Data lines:
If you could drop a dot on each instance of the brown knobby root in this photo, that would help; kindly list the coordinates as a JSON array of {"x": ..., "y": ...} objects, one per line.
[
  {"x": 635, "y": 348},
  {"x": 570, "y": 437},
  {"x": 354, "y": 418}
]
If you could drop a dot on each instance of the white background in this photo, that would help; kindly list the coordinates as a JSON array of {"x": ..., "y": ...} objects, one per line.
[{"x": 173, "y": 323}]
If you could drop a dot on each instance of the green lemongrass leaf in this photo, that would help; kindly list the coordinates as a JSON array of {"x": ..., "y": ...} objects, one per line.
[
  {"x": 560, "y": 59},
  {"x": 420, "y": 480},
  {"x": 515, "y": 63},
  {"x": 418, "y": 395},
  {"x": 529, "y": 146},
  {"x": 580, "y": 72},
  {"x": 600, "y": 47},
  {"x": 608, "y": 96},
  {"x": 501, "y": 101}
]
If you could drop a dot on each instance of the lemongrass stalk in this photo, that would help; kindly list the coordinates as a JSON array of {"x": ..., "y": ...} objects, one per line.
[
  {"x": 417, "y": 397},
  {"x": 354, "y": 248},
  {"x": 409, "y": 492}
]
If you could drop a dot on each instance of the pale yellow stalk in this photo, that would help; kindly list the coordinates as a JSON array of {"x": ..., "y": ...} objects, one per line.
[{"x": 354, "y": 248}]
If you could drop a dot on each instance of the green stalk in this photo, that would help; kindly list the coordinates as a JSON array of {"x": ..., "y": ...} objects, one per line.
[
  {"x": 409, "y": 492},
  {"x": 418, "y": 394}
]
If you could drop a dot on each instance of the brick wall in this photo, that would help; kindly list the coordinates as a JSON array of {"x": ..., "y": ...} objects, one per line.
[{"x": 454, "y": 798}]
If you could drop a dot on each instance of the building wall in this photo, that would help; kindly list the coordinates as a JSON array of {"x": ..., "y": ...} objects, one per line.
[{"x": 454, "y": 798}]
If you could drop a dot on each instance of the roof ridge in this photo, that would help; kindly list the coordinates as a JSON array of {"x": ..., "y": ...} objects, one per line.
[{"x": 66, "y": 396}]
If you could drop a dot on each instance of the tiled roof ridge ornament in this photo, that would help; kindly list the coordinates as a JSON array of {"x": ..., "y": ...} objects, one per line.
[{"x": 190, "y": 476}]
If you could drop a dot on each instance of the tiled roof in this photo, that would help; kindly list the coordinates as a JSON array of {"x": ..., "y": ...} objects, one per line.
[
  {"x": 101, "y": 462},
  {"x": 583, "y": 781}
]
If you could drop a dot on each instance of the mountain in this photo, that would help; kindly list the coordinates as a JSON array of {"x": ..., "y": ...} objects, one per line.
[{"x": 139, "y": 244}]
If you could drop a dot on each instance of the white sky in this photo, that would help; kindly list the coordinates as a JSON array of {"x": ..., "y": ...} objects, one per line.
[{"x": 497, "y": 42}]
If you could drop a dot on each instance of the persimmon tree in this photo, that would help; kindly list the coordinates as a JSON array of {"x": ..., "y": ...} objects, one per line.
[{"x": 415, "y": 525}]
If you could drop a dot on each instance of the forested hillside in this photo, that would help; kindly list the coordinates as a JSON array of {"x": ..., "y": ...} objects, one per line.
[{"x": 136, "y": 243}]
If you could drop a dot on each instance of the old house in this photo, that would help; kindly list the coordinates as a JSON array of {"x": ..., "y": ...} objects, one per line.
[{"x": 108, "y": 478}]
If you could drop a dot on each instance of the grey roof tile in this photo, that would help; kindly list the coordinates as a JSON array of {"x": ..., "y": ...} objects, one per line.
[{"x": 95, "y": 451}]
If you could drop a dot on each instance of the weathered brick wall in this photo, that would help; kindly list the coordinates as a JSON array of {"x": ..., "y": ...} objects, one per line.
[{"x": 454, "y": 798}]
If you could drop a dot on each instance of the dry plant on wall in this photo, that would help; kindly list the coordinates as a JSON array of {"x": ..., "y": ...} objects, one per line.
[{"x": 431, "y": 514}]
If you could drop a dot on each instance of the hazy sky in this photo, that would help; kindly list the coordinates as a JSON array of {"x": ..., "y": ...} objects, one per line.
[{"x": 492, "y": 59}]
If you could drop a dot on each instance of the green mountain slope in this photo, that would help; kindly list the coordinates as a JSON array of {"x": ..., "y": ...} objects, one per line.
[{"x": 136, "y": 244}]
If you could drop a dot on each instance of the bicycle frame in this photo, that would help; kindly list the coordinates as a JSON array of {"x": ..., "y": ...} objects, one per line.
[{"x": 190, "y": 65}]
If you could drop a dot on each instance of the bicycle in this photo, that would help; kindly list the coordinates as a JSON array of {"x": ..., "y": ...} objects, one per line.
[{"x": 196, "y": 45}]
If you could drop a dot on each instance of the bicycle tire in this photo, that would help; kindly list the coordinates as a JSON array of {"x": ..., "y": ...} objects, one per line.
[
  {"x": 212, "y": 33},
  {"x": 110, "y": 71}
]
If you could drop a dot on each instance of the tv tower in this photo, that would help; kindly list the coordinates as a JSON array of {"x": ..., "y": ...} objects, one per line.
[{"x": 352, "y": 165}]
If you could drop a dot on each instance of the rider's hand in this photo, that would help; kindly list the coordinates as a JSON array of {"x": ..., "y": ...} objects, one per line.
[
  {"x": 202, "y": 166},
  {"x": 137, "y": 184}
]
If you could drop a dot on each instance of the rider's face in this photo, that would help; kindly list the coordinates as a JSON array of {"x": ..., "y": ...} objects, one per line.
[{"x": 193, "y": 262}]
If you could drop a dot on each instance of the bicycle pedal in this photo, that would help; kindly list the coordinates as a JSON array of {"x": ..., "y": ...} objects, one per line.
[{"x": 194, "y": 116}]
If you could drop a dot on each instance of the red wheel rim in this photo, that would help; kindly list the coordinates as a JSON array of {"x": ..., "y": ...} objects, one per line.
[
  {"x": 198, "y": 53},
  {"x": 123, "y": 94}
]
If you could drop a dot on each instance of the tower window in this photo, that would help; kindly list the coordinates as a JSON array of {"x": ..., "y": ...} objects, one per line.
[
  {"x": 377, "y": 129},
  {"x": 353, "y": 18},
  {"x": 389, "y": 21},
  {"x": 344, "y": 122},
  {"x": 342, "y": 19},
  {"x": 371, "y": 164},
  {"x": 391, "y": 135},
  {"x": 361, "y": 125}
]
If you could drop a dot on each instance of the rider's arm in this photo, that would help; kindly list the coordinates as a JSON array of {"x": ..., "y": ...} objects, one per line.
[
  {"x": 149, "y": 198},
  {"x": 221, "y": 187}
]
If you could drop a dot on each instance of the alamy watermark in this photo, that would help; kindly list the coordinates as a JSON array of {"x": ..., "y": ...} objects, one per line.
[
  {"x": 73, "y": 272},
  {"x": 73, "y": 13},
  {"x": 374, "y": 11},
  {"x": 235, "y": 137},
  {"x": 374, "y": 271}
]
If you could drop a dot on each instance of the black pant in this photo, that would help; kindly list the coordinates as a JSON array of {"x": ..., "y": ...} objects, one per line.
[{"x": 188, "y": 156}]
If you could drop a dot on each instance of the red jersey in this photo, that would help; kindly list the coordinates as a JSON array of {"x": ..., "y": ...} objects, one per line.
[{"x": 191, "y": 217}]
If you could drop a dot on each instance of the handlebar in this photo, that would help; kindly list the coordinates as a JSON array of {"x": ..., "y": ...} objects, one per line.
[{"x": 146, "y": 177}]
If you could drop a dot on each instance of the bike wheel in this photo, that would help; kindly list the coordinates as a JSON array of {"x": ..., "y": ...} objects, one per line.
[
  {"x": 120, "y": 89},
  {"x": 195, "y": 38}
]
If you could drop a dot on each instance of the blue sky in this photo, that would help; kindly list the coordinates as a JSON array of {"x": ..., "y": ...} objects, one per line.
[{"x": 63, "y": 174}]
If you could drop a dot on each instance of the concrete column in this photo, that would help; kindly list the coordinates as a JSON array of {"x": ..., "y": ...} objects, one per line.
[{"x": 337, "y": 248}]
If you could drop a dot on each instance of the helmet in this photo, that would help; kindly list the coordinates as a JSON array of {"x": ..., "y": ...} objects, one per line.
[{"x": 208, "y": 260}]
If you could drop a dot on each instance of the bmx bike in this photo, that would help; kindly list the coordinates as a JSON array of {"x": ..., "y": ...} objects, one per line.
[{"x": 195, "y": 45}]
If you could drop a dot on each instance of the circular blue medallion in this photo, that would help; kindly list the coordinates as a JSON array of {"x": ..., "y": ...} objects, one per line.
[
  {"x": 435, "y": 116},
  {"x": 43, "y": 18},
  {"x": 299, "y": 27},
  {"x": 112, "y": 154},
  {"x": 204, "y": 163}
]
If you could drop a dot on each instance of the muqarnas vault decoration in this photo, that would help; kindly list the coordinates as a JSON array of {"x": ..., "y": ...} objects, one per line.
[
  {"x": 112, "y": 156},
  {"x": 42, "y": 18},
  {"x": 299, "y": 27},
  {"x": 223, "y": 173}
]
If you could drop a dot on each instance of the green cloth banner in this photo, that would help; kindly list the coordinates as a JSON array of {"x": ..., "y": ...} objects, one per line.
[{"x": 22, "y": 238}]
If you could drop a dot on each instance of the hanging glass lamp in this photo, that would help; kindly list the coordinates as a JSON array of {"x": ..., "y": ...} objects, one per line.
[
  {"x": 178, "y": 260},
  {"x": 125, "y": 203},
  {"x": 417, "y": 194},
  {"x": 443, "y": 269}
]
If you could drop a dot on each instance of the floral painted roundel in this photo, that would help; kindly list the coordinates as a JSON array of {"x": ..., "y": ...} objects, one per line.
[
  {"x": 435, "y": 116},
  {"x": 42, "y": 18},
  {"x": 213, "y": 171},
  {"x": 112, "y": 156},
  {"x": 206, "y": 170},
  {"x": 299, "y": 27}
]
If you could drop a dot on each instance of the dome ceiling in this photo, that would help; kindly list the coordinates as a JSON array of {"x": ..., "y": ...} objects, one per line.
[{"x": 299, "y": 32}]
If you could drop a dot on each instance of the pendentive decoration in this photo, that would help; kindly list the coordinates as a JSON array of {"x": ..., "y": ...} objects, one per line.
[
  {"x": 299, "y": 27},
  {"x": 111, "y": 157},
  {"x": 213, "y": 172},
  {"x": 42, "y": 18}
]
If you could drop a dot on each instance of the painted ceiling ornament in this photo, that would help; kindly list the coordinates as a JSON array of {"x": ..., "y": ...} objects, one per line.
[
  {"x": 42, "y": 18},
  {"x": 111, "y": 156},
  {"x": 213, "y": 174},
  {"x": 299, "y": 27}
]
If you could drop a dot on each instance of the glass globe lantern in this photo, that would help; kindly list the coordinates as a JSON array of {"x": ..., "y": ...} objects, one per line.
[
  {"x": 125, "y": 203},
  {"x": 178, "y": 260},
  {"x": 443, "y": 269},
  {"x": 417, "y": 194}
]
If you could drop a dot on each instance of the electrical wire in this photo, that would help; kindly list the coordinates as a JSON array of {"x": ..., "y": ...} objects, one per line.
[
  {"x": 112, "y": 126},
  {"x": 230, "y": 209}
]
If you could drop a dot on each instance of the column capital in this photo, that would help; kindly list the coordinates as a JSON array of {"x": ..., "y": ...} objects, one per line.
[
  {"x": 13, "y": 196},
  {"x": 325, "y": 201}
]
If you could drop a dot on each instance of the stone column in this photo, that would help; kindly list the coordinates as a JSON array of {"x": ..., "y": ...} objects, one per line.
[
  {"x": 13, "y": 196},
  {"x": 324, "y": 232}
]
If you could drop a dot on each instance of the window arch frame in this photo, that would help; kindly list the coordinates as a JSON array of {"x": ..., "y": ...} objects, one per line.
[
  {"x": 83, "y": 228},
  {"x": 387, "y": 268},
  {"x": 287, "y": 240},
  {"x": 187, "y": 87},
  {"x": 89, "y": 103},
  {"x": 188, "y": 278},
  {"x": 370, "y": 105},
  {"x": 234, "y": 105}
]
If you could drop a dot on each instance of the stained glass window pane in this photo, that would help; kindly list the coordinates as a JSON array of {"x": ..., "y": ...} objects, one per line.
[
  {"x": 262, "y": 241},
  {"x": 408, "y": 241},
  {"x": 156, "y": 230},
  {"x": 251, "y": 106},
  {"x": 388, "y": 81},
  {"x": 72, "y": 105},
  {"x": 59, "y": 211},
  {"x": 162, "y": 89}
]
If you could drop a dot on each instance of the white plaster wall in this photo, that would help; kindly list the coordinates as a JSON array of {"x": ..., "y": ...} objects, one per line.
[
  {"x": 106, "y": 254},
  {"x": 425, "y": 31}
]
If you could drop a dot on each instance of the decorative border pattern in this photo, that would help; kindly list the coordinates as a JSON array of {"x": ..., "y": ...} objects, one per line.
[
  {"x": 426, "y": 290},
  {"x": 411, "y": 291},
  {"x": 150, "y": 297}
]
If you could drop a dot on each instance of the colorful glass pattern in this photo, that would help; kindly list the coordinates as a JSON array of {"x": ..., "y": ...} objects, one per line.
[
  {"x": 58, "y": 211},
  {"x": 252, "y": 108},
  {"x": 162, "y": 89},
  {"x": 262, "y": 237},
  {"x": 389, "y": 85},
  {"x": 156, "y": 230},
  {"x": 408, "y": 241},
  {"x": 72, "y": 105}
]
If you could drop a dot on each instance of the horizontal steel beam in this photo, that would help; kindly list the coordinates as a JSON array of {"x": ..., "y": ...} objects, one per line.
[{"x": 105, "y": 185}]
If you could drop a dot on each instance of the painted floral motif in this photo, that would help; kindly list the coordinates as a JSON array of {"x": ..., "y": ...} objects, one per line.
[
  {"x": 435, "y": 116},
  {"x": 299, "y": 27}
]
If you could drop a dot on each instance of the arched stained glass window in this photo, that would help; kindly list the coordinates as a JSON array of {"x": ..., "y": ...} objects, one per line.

**WORK TO DO**:
Transcribe the listing line for line, starting at the line containing "of the stained" and continuing through the last line of the listing, with both ends included.

**EXPECTED ANSWER**:
If you could drop a dot on each instance of the stained glass window pane in this photo, that would help; kindly list the coordinates as a JSON array of {"x": ..., "y": ...} objects, one per line.
[
  {"x": 262, "y": 241},
  {"x": 408, "y": 241},
  {"x": 156, "y": 230},
  {"x": 251, "y": 106},
  {"x": 388, "y": 81},
  {"x": 72, "y": 105},
  {"x": 59, "y": 211},
  {"x": 162, "y": 89}
]
If you could drop a dot on each instance of the white plaster wall in this photo, that would help; kindly list the coordinates as a JSON array of {"x": ..., "y": ...} objects, one per line.
[
  {"x": 106, "y": 254},
  {"x": 425, "y": 31}
]
If you could drop a dot on each instance of the decorative border pattern in this photo, that would help; kindly list the coordinates as a JSON array of {"x": ..., "y": ...} objects, one per line.
[
  {"x": 426, "y": 290},
  {"x": 411, "y": 291},
  {"x": 150, "y": 297}
]
If you could drop a dot on each instance of the colorful glass pattern in this photo, that would help; kindly list the coordinates as a JSON array of {"x": ..., "y": ...} objects, one per line.
[
  {"x": 58, "y": 211},
  {"x": 252, "y": 108},
  {"x": 162, "y": 89},
  {"x": 262, "y": 237},
  {"x": 389, "y": 85},
  {"x": 156, "y": 230},
  {"x": 408, "y": 241},
  {"x": 72, "y": 105}
]
If you could drop a dot on each instance of the horizontal steel beam in this photo, that would help; kindly list the coordinates as a JSON array of {"x": ..., "y": ...} objects, one per line.
[{"x": 105, "y": 185}]
If you could drop a dot on each instance of the painted floral motif in this photo, that would help; kindly list the coordinates as a JSON array of {"x": ..., "y": ...} objects, one per line.
[
  {"x": 435, "y": 116},
  {"x": 299, "y": 27}
]
If you could drop a dot on each instance of the arched stained glass window in this photo, that would help; kindly list the coordinates as a JSON array of {"x": ..., "y": ...} objects, one per line.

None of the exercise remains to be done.